Start of STUDY TEXT
The end doesn't justify and doesn't even explain every means we might concoct.

Culture is driven by what people worship. If people worship idols or themselves the last thing you do is reinforce their believe that the idols are honorable and themselves are great 'just the way you are'. No, our ancestors had tried and true ways to deal with idols and egotism. It involves smashing the idols and performing miracles of healing, exorcism, and ministry. But that requires true faith without fear of what the cool kids might say.

But here's the thing. the cool kids are going to hell unless someone tell them what they don't want to hear.

Vox Cantoris said...

Then the Pope should tell all of these bishops, cardinals and other who keep talking about "gay" issues to put a sock in it. It is off the table, stop distressing the faithful.

I will gladly do public penance when proved wrong about him.

Anonymous said...

Trying to save it? Save it from what? You mean the truth and future of the Catholic faith stands or falls on the actions of a pope? That if he doesn't take radical action, God will go extinct?

Tony V said...

Hmm. You say John Allen "isn't a flaming progressive", yet I've just had 2 comments deleted from his site because I stated that (i) transexualism is a disorder and (ii) homosexuality is a disorder. The first is admitted by transsexual themselves, inasmuch as they seek hormonal and surgical therapy, while the second corresponds pretty closely to teaching of Benedict XVI.

Meanwhile my comments that disparage Vatican I--which I wouldn't expect Fr McDonald to approve of--go unmolested. Go figure.

There's something very troubling about "liberal" blogs like Crux and Pray Tell and their heavy-handed censorship. Kind of reminds me of a synod I know....

Fr. Allan J. McDonald said...

Crux is owned by the Boston Globe once owned by the NYTs. Pray tell is just silly. But it is the progressives who should hate censorship who are the most vicious about doing it. John Stossell's Censorship in America on Fox was scary and it is the liberals who are the Nazis!

Anonymous said...

Pro-homosexual propaganda is being distributed at the synod. Who do you suppose is allowing this

Anonymous said...

I see that a group of conservative Cardinals have written a letter to Pope Francis warning him that his "synod" is about to go of the rails. The article points out that Francis is "strongly supported" but the liberal Cardinals, who want to change Church teaching.
It will be interesting to see which way the synod chooses to double-talk this. Whatever comes from it, you can be sure that it will be vague and open to whatever interpretation you'd like to give it.

John Nolan said...

Talking of censorship, the following Psalms were expurgated from the Divine Office: 57, 82 and 108. 62, 109 and 136 were censored by removing certain verses. This was despite the fact that in November 1962 the Council Fathers were overwhelmingly in favour of retaining the Psalter in its entirety.
End of STUDY TEXT
CHECK YOUR UNDERSTANDING —
• A. In the comment thread, which Psalms does John Nolan say were expurgated from the Divine Office?
• B. Repeat the comment thread word for word from "Fr. Allan J." to "change Church teaching.".
Work only from the comment thread.
Start of SUPPLIED MATERIAL
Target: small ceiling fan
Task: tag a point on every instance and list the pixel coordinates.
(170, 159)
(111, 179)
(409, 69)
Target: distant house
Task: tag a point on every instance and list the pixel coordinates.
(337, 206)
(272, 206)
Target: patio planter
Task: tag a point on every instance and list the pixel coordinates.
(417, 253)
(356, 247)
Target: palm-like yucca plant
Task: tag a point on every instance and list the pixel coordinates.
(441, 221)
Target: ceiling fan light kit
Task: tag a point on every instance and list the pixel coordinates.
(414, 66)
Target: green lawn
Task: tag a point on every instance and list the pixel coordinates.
End of SUPPLIED MATERIAL
WRITTEN ANSWERS —
• A. Psalms 57, 82 and 108.

• B.
Fr. Allan J. McDonald said...

Crux is owned by the Boston Globe once owned by the NYTs. Pray tell is just silly. But it is the progressives who should hate censorship who are the most vicious about doing it. John Stossell's Censorship in America on Fox was scary and it is the liberals who are the Nazis!

Anonymous said...

Pro-homosexual propaganda is being distributed at the synod. Who do you suppose is allowing this

Anonymous said...

I see that a group of conservative Cardinals have written a letter to Pope Francis warning him that his "synod" is about to go of the rails. The article points out that Francis is "strongly supported" but the liberal Cardinals, who want to change Church teaching.